#### [Requirements]
Transcribe all of the material exactly.

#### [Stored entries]

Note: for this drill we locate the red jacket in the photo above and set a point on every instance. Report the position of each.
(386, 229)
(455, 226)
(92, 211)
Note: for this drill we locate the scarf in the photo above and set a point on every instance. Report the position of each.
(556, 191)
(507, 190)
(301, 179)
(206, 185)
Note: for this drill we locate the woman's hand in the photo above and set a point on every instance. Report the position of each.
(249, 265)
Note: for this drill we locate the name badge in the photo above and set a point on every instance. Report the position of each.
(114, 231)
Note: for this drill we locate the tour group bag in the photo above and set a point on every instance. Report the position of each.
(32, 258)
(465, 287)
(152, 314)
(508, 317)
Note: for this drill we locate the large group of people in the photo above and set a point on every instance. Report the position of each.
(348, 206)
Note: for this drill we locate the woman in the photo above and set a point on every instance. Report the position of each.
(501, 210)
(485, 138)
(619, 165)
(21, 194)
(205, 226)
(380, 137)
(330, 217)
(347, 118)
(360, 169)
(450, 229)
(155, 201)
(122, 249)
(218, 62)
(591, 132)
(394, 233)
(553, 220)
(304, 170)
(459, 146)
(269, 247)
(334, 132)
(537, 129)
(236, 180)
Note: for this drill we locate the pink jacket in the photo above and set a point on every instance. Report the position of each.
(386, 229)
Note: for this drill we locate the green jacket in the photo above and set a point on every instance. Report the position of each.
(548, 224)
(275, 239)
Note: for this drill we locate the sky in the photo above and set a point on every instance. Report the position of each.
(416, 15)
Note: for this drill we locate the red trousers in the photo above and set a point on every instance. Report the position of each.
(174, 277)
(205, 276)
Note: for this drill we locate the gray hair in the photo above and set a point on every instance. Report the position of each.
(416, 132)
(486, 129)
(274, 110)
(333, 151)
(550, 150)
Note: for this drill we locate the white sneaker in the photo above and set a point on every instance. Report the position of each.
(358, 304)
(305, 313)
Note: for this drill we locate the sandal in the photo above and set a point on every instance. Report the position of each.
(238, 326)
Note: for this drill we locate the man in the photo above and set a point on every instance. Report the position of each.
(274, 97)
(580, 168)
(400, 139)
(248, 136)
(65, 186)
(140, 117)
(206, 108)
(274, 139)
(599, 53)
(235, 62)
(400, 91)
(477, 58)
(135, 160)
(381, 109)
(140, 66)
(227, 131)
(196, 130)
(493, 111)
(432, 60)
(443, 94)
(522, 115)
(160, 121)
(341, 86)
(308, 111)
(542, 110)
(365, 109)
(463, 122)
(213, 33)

#### [Result for this task]
Note: for this drill we locate the red jacket in the photo above and set a point on every instance. Report the position of each.
(386, 229)
(455, 226)
(92, 211)
Note: for this drill we locate the scarf in the photo above and set a point on every instance. Report the position of each.
(556, 191)
(507, 190)
(301, 179)
(206, 185)
Note: for this drill we locate the woman's hand in the photo above and set a point on every instance. Report the position of each.
(249, 265)
Note: for this drill we locate the name badge in the photo above and set a point on every instance. Report the position of each.
(114, 231)
Note: for this drill we locate the tour group bag in the photo above and set a point on every instance. Report the position of each.
(32, 258)
(465, 287)
(152, 314)
(508, 317)
Note: for this drill we locate the large group of people in the photo above and set a point on every instance. Report the position of each.
(348, 206)
Note: for this drill we locate the woman in the photo above and set a point on every instance. Report the position of each.
(501, 210)
(485, 138)
(619, 165)
(21, 194)
(205, 226)
(380, 137)
(330, 217)
(347, 118)
(360, 169)
(450, 229)
(155, 201)
(122, 249)
(218, 62)
(591, 132)
(394, 233)
(553, 220)
(304, 170)
(459, 146)
(269, 247)
(334, 132)
(537, 129)
(236, 180)
Note: for this drill we locate the pink jacket in the photo above and set a point on every instance. Report the position of each.
(386, 229)
Note: for this drill we locate the green jacket in the photo above and set a point on every instance. Report the position of each.
(548, 224)
(275, 239)
Note: for this drill we locate the sky in the photo above and set a point on every instance. Report the position of each.
(416, 15)
Note: for this drill we locate the red trousers in the photo above and set a point on every instance. Report the position of each.
(174, 277)
(205, 276)
Note: for this drill we locate the gray hair in the photo above and set a point on every instance. Report the position of each.
(416, 132)
(486, 129)
(274, 110)
(333, 151)
(550, 150)
Note: for this drill we locate the white sneaker in the photo above and set a point on every instance. Report the position of each.
(358, 304)
(305, 313)
Note: for this drill we locate the sandal in the photo above and set a point on every instance. Report the position of each.
(238, 326)
Note: for this drill we locate the man in the photo above and set a point on every instance. Report the position of each.
(274, 97)
(580, 168)
(400, 139)
(248, 136)
(65, 186)
(140, 117)
(206, 108)
(274, 139)
(599, 53)
(235, 62)
(400, 91)
(477, 58)
(135, 160)
(381, 109)
(140, 66)
(227, 131)
(196, 130)
(493, 111)
(432, 60)
(443, 94)
(522, 115)
(160, 121)
(341, 86)
(308, 111)
(542, 110)
(365, 109)
(463, 122)
(213, 33)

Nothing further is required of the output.